(Saved data entries)
++++++++++++++++++++

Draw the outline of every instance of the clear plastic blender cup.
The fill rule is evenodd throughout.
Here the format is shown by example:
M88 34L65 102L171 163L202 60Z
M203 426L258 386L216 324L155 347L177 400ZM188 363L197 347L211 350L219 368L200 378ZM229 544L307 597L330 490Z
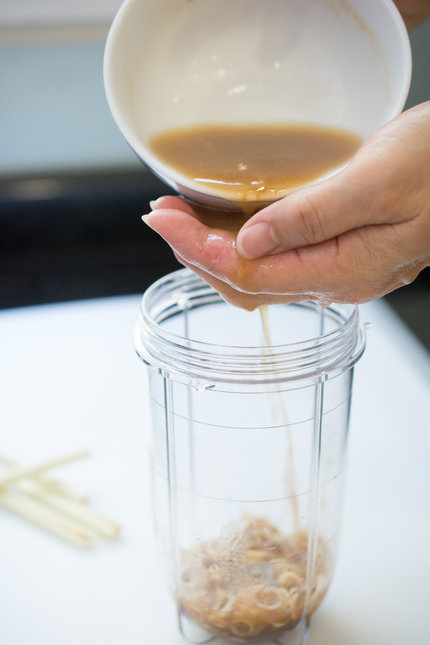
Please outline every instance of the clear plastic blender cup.
M181 270L136 325L157 539L191 643L303 643L335 564L358 308L263 314L266 333L261 311Z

++++++++++++++++++++

▶ _WHAT YOU WILL DO_
Exact copies of the lines from the one containing "M203 426L258 386L216" through the end of the records above are required, with no pictures among them.

▶ _WRITTEN RESPONSE_
M203 426L258 386L216 324L155 347L177 400ZM188 363L197 347L211 350L219 368L200 378ZM229 544L307 597L330 490Z
Please outline every instance of the clear plastic blender cup.
M181 270L136 325L157 539L191 643L303 643L335 564L358 308L263 314L266 333L261 311Z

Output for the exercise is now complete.